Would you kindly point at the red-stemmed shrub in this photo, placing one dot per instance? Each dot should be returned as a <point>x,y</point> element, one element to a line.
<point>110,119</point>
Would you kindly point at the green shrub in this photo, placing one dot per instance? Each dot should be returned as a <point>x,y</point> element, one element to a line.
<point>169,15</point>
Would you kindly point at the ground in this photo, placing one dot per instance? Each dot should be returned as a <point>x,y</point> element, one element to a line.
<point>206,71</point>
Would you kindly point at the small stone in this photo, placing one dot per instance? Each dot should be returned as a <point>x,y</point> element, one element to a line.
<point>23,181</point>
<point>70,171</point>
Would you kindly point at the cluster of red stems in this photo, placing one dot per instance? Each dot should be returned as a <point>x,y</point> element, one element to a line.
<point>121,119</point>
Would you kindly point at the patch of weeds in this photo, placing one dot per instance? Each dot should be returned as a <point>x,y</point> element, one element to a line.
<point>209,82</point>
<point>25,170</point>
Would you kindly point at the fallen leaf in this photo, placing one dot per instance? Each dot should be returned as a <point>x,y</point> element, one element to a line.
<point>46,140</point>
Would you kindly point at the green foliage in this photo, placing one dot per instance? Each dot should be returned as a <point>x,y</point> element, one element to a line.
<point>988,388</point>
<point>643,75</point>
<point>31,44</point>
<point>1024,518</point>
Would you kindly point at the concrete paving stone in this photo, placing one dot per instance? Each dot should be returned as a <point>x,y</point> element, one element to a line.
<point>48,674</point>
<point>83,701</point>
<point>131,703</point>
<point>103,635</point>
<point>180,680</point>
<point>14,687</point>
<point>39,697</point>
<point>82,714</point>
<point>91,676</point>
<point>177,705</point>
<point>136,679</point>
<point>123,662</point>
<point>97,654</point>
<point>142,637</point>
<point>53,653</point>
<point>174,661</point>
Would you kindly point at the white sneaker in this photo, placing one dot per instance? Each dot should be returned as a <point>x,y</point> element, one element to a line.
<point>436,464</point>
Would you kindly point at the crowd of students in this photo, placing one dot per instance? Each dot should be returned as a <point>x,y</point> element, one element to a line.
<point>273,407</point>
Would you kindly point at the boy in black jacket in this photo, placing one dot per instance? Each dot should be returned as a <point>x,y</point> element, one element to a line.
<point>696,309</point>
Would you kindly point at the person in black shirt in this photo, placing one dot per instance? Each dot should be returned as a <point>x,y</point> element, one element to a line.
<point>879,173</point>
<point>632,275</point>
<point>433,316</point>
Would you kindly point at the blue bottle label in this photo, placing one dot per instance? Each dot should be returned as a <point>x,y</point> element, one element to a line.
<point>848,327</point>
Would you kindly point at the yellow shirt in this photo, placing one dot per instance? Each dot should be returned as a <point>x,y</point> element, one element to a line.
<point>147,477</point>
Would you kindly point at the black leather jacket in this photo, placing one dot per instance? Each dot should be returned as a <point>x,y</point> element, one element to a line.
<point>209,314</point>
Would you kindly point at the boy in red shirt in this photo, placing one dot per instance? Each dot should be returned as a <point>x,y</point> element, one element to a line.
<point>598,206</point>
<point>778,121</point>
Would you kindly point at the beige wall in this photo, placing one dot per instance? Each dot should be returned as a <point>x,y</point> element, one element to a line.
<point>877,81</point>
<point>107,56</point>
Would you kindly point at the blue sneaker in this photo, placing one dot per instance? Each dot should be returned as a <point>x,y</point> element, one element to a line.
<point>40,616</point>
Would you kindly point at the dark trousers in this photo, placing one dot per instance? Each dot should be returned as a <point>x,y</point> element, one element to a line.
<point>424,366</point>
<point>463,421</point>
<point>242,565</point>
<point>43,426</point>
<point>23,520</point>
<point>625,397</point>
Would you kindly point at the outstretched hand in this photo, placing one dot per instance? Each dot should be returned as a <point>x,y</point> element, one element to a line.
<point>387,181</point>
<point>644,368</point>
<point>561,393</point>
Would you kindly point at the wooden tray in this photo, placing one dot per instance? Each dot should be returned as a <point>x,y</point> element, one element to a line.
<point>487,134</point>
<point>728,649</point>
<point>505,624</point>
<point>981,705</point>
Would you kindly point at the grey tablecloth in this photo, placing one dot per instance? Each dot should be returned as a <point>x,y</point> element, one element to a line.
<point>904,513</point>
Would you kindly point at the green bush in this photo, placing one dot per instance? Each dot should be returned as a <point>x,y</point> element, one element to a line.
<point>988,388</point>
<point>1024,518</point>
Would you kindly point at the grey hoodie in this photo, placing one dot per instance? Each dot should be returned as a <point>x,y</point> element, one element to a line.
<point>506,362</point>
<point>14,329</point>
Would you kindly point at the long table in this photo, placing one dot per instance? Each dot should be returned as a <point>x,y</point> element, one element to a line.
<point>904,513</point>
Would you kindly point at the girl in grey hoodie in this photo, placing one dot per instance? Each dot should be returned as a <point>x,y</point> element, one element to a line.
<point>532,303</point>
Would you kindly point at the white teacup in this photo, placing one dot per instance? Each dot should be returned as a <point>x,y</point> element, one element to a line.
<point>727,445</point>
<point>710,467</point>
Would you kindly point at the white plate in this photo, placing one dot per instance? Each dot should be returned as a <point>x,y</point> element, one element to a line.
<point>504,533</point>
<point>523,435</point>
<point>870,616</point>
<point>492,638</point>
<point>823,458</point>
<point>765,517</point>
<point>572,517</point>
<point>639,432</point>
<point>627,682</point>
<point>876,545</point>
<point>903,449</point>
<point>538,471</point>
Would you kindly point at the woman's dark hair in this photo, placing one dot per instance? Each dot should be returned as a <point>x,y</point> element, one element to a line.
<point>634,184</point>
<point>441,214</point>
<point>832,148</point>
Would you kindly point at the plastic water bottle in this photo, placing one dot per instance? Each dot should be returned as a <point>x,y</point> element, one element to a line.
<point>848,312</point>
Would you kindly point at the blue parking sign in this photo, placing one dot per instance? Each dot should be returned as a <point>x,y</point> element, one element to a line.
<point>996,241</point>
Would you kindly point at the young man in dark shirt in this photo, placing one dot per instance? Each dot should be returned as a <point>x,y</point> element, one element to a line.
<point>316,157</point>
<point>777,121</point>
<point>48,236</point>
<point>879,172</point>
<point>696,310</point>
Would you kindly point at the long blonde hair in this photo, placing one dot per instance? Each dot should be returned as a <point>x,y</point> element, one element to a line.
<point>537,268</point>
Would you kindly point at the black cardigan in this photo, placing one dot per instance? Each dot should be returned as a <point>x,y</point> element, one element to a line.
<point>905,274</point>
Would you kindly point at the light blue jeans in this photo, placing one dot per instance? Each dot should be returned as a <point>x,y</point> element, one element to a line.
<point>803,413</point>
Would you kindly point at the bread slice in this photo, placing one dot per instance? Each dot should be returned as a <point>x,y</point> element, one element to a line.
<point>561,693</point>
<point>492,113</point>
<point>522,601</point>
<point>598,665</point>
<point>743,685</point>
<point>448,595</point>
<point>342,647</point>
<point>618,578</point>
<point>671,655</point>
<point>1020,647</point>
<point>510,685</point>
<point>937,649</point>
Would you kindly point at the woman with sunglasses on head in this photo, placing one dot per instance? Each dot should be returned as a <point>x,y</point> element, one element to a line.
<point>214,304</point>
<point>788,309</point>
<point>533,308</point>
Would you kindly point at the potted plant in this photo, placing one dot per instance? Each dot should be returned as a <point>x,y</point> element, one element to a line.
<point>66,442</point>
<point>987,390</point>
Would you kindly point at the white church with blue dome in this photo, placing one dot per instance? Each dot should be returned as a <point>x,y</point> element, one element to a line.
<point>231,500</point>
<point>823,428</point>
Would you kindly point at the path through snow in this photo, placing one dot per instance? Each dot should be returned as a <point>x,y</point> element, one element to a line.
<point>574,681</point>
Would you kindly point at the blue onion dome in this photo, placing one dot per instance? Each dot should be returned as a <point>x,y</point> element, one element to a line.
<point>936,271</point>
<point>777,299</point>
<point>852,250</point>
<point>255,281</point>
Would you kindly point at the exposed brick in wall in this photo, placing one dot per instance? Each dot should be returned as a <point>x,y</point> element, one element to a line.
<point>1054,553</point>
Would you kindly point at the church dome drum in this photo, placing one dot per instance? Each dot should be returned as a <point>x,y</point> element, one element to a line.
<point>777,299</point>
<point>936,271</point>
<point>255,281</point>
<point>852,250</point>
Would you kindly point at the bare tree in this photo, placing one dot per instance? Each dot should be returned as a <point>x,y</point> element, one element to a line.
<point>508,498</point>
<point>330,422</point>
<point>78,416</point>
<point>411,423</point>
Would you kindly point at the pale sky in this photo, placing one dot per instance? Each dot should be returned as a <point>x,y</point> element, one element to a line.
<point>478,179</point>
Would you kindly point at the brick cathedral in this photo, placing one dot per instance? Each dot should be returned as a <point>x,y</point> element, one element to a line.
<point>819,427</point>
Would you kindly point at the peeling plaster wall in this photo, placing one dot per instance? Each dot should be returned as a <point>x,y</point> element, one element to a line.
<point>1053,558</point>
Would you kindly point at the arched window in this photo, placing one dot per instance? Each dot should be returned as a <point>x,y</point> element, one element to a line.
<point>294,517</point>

·····

Convert the items in the part that opens with the line containing "Would you kindly point at the cluster" and closes with the line containing "<point>273,407</point>" into a two-column CSV with the columns text and answer. Use one row per item, put each field in double quotes, and turn any line breaks inside a field into spaces.

*Full solution*
text,answer
"Would you kindly point at the cluster of red stems in this photo, placing one dot per instance? Each dot should be returned as a <point>x,y</point> element, one element to a line.","<point>121,119</point>"
"Would you kindly point at the patch of weeds in this photo, placing one dot per instance? Each dot should be returned as a <point>x,y</point> element, one element to a line.","<point>209,82</point> <point>25,170</point>"
"Would you kindly point at the fallen leaf in this photo, placing one dot per instance? Each dot should be returned as a <point>x,y</point> element, one element to a line.","<point>46,140</point>"
"Would you kindly point at the green foliage in this photo, placing one dot per instance? Each dot should be returned as a <point>x,y</point> element, one element to a line.","<point>988,388</point> <point>643,75</point> <point>31,44</point> <point>1024,518</point>"
"Would you kindly point at the concrete paving stone in this photo, placing one dot per instance? Each dot should be returned as a <point>x,y</point> element, one element to a line.","<point>48,674</point> <point>83,701</point> <point>131,703</point> <point>103,635</point> <point>180,680</point> <point>14,687</point> <point>39,697</point> <point>82,714</point> <point>91,676</point> <point>177,705</point> <point>136,679</point> <point>123,662</point> <point>97,654</point> <point>142,637</point> <point>53,653</point> <point>174,661</point>"
"Would you kindly point at the white sneaker in this photo, placing one dot per instance? Each dot should be returned as a <point>x,y</point> element, one element to a line.","<point>436,464</point>"
"Would you kindly point at the crowd of students in this photo, placing one dot per instance? Each dot should be returned as a <point>x,y</point> element, one element to a line.","<point>273,407</point>"